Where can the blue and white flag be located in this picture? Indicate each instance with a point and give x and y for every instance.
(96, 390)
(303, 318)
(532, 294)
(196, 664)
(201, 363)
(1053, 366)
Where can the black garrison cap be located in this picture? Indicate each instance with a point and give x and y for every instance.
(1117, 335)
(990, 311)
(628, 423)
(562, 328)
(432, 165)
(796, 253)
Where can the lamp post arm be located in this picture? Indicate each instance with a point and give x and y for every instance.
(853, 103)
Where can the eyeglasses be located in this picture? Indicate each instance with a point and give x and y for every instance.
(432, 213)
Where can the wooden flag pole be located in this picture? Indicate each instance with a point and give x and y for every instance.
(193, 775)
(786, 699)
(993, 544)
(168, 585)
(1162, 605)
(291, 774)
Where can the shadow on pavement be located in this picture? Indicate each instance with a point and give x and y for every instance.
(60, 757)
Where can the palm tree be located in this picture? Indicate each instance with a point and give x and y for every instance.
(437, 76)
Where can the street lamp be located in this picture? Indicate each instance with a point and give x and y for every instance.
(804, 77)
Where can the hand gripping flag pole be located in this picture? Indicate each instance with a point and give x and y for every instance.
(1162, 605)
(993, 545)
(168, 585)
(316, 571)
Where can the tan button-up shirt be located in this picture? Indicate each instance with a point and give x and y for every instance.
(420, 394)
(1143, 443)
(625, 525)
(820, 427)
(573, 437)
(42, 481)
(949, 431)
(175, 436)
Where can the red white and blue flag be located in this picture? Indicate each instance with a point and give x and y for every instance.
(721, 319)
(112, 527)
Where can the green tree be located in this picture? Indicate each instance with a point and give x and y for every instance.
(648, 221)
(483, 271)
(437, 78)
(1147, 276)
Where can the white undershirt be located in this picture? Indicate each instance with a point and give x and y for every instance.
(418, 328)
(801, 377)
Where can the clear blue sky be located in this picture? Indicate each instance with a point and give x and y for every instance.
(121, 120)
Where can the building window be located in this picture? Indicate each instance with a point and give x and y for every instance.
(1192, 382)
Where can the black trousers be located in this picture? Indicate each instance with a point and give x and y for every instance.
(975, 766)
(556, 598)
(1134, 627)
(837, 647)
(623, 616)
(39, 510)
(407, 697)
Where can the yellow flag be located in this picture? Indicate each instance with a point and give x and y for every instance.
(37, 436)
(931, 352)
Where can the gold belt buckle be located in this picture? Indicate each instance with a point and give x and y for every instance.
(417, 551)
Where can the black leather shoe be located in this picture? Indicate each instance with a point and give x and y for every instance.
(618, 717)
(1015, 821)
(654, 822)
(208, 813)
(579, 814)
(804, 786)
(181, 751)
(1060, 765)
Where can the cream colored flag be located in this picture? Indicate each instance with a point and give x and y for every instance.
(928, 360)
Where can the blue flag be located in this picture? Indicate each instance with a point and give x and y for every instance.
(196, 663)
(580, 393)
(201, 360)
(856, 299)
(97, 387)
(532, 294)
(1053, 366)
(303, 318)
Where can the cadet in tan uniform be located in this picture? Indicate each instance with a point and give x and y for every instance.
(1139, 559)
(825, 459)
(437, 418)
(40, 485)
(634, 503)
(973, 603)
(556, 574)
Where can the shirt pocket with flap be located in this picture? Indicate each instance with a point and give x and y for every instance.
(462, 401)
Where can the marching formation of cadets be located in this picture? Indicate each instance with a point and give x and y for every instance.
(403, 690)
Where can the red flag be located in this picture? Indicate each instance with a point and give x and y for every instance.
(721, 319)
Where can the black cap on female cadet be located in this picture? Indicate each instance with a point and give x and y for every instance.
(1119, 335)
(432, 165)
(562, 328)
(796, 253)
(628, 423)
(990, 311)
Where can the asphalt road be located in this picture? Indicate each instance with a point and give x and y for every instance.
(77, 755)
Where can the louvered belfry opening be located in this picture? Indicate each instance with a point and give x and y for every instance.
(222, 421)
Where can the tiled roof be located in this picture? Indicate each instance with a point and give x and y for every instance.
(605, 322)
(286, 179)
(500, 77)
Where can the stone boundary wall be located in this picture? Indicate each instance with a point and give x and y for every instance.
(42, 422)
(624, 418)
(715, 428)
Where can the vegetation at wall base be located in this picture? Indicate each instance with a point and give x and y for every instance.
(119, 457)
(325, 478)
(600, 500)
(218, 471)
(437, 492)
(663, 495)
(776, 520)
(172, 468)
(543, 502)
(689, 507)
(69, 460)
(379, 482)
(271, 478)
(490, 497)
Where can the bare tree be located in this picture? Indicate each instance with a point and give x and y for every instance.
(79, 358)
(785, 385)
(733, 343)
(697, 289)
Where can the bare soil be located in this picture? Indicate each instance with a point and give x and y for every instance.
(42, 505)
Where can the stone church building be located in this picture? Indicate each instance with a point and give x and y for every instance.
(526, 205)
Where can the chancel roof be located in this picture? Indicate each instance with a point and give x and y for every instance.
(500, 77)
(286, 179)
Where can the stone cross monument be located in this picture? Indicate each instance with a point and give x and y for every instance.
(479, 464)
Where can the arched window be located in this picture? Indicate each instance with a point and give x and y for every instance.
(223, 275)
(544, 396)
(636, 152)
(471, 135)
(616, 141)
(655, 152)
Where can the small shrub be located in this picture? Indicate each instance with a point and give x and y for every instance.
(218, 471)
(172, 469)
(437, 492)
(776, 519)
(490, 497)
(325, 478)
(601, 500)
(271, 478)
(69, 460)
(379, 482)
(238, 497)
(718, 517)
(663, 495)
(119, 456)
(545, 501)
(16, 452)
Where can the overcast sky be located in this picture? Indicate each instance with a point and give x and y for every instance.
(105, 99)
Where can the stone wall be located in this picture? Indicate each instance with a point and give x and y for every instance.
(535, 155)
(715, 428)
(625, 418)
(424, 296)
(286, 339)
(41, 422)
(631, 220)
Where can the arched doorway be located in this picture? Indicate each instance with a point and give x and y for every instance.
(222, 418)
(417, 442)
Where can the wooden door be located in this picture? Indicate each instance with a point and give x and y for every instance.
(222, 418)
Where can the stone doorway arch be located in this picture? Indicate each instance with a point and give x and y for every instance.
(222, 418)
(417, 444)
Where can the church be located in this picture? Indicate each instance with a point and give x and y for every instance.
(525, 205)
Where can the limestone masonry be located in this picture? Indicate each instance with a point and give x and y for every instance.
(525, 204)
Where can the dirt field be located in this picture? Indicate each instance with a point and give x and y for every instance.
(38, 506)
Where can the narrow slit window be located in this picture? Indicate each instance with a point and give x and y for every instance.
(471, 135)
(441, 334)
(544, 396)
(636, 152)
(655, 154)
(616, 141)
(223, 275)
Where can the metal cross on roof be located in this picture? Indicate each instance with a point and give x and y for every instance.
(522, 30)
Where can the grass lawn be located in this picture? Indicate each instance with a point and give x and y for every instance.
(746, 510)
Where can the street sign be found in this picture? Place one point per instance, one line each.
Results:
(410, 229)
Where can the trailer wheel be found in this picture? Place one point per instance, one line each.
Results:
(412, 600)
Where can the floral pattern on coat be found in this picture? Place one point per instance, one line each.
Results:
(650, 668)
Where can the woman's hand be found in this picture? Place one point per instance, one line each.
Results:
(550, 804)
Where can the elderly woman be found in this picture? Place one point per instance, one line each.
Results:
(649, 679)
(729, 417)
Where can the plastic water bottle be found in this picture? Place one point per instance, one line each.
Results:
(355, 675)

==================================================

Your objective → Return every one of the records above word for word, with nothing added, dropped, or changed.

Solution →
Where can the blue and white flag be located in this picture? Indicate each instance with a point and give x and y for every instance.
(96, 390)
(303, 318)
(532, 294)
(196, 664)
(201, 363)
(1053, 366)
Where can the black garrison cap be located in this picture? Indicate each instance with a point and give x and y for every instance.
(1117, 335)
(990, 311)
(628, 423)
(562, 328)
(432, 165)
(796, 253)
Where can the lamp post arm be located in this picture? Indicate each instance with a point and give x and y for every instance.
(853, 103)
Where can the eyeglasses be located in this picture? Indicate each instance with a point and give x and y for every instance.
(432, 213)
Where can the wooden flag pole be located in this picture? Indicate each instance with a point and give x and y for every instance.
(193, 775)
(786, 699)
(993, 544)
(168, 585)
(1162, 605)
(291, 774)
Where can the shadow on pavement be located in this picture? Indicate each instance with a point and give x and y for every instance.
(60, 757)
Where can the palm tree be located in this picture? Indicate each instance with a point and give x and y for every instance.
(437, 76)
Where can the street lamp be located in this picture? Indicate each instance with a point and give x and y for every instance.
(804, 77)
Where can the hand gripping flag pole be located in this picture? Indicate each instance with a point and give x and y for every instance.
(1162, 605)
(993, 545)
(168, 585)
(316, 571)
Where can the tan button-up shirt be located in this picture? Indicate each instance with a point and give x and y for every instance.
(420, 394)
(1143, 443)
(625, 525)
(820, 427)
(573, 437)
(42, 481)
(949, 431)
(175, 436)
Where can the red white and blue flag be located in this picture? Indicate each instance with a point and give x and y for every instance.
(721, 319)
(112, 527)
Where can the green tree be located in this picture? Indicate each instance with a point and give x and y for every instance.
(648, 221)
(483, 271)
(437, 78)
(1147, 276)
Where can the white undershirt be located in this picture? Indicate each instance with a point and give x and y for every instance.
(418, 328)
(801, 377)
Where can the clear blue sky be located in this picture? Indicate each instance with a point and give x and y for every instance.
(121, 120)
Where can the building window be located in this picture? Indicate each instance with a point and give x and y for every instance.
(1192, 382)
Where can the black trousers be located in this picture? Indicate each instance with a point and give x and y for every instance.
(975, 766)
(556, 598)
(1134, 627)
(837, 647)
(623, 616)
(39, 510)
(407, 697)
Where can the yellow flag be located in this picture? Indicate each instance with a point and give x and y for every instance.
(37, 436)
(931, 352)
Where can the gold belt buckle be located in this picture? Indicate each instance with a point and give x and y for every instance.
(417, 551)
Where can the black leather shoe be located in this picture? Indicate each instance with a point and give x and y for every instance.
(618, 717)
(1015, 821)
(654, 822)
(208, 813)
(579, 814)
(804, 786)
(181, 751)
(1060, 765)
Where can the cream colored flag be located in this picture? Indicate each instance with a point and give x and y for every instance.
(928, 360)
Where can the blue flag be located in this picture? Indicate each instance with a point and give x and y for every instance.
(196, 663)
(580, 393)
(201, 360)
(856, 299)
(97, 387)
(532, 294)
(1053, 366)
(303, 318)
Where can the cadet in tan uniform be located in this picture? Indicate each instance with a point and give x and y for every instance.
(1139, 559)
(825, 459)
(437, 418)
(40, 485)
(634, 503)
(973, 603)
(556, 574)
Where can the shirt pocket with flap be located in this picture? Indicate each instance with a point and give x and y for every instance.
(462, 401)
Where can the marching formation of cadets be located in this picture? Indicate each instance with a point and give x and y for every instance.
(403, 690)
Where can the red flag be located in this picture? Indicate each instance with a point and give x and y for every instance.
(721, 319)
Where can the black cap on female cadet be located in this picture? Indicate each instance with a point and give x and y for every instance.
(1119, 335)
(432, 165)
(562, 328)
(796, 253)
(628, 423)
(990, 311)
Where can the asphalt road be located in this picture? Indicate each instance with a point and give x and y for every instance.
(77, 755)
Where can the louvered belfry opening be located in this picture? Indicate each instance with a point and give x and y for every instance.
(222, 421)
Where can the tiled roof be located in this picture? Indicate each instance with a point and give x and y for every instance.
(605, 322)
(286, 179)
(500, 77)
Where can the stone boundary wall be located in this picture? Indicate each instance with a point and give x and y for every instance.
(42, 422)
(624, 418)
(715, 428)
Where can the vegetation at wall base be located in this picture? Indicate each instance with a point and give x and y for every instance.
(119, 457)
(325, 478)
(600, 500)
(218, 471)
(437, 492)
(663, 495)
(776, 520)
(172, 468)
(543, 502)
(689, 507)
(69, 460)
(379, 482)
(271, 478)
(490, 497)
Where can the bare tree be located in this picture? Indicate each instance with a point and give x and y for every instance.
(79, 358)
(785, 385)
(733, 343)
(697, 289)
Where can the bare soil be located in this picture? Indicate each instance with a point and give x and y for every instance.
(42, 505)
Where can the stone church building be located in this picture? Indicate each instance with a point and give x and y for every instance.
(526, 205)
Where can the chancel roof be located in this picture? Indicate each instance with a point and give x and y for every instance.
(500, 77)
(286, 179)
Where can the stone cross monument be located in this picture? Indicate each instance with a point and give x and y for every instance.
(479, 464)
Where can the arched window be located in this picture? Indicate each instance with a point and give x and y for every instance.
(223, 275)
(544, 396)
(636, 152)
(471, 135)
(616, 141)
(655, 152)
Where can the small shrub be located in this picture? Indicate each instance with a point and give x and y for every instance.
(218, 471)
(172, 469)
(437, 492)
(776, 519)
(490, 497)
(325, 478)
(601, 500)
(271, 478)
(69, 460)
(379, 482)
(238, 497)
(718, 517)
(663, 495)
(119, 456)
(545, 501)
(16, 452)
Where can the overcast sky be located in this picture? Indicate each instance with a point and give x and y for every instance.
(105, 99)
Where can the stone wall be located in this picture? Indicate each instance with a point and give x and y for every instance.
(535, 155)
(715, 428)
(625, 418)
(424, 296)
(286, 339)
(41, 422)
(631, 220)
Where can the arched doorway be located in this picture? Indicate each instance with a point and give x and y for every instance.
(222, 418)
(417, 442)
Where can the wooden door be located in this picture? Indicate each instance with a point and give x and y for every instance.
(222, 418)
Where can the stone doorway arch be located in this picture? Indicate each instance with a point and give x and y for every instance.
(222, 418)
(417, 444)
Where can the church be located in this picture? Indicate each instance with a point and give x and y for every instance.
(525, 205)
Where can the limestone masonry be located in this picture? Indicate each instance with a point and give x and y for every instance.
(525, 204)
Where can the dirt field be located in this picture? Indicate each instance with a point and give x and y for every instance.
(38, 506)
Where can the narrow slit window be located in this picture? Indicate each instance with a point and give x and y for every instance.
(471, 135)
(441, 334)
(544, 396)
(636, 152)
(655, 154)
(616, 141)
(223, 275)
Where can the metal cross on roof be located in this picture? Indicate each instance with a point and give x and y for every instance.
(522, 30)
Where can the grass lawn be located in this picture? Indicate each instance with a point and give x and y for every instance.
(746, 510)
Where can the street sign be found in this picture? Place one point per instance, one line each.
Results:
(410, 229)
Where can the trailer wheel be found in this picture? Place one point per instance, one line each.
Results:
(412, 600)
Where can the floral pattern on coat be found in this picture? Place one point per instance, one line each.
Results:
(650, 668)
Where can the woman's hand be found in this picture? Place one point per instance, one line each.
Results:
(550, 804)
Where can the elderly woman be found in this picture? Place one point per instance, one line each.
Results:
(649, 679)
(729, 417)
Where can the plastic water bottle be found in this picture? Place one point per instance, one line each.
Results:
(355, 675)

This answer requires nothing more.